__Problem details__: Which lines run from the one containing "Target: boy's cheek" to the end of the records? Write them out exactly, both ends included, and nothing else.

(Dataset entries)
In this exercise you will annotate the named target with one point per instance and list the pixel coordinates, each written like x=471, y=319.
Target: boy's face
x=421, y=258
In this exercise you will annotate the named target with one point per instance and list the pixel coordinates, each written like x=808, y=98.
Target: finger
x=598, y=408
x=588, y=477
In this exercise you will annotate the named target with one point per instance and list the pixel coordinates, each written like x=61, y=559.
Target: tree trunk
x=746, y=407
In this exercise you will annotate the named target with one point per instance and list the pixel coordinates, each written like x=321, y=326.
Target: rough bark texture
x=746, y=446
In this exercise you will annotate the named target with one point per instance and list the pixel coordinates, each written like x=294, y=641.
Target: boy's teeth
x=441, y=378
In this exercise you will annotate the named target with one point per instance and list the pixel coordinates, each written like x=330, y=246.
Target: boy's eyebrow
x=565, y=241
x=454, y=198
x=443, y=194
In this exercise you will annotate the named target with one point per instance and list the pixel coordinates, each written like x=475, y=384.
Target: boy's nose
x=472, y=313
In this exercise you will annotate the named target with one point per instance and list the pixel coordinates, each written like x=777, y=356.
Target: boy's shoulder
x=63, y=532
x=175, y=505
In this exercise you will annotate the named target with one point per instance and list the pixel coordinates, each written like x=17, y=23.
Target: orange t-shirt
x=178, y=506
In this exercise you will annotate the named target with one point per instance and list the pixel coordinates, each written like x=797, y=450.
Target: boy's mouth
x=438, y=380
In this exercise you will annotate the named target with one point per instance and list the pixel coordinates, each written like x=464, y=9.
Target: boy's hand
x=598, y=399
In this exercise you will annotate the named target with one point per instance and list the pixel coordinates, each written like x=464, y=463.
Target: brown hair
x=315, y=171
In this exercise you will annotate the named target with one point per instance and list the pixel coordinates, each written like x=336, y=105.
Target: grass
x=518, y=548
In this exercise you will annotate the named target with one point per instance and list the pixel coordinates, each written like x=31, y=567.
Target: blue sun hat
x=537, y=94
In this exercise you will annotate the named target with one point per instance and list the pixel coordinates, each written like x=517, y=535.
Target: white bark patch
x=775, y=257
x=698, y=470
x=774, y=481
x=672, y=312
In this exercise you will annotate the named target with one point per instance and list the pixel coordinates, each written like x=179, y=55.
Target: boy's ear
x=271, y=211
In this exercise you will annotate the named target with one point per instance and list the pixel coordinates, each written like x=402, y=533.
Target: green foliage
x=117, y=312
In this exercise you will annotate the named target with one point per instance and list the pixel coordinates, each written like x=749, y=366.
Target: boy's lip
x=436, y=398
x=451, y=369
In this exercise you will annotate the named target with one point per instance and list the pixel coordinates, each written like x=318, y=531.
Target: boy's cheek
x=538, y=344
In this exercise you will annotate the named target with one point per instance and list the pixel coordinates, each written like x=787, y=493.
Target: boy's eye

__Exercise solution__:
Target: boy's cheek
x=538, y=344
In this exercise you will annotate the named target with one point per instance and list the pixel coordinates, each written like x=787, y=493.
Target: boy's eye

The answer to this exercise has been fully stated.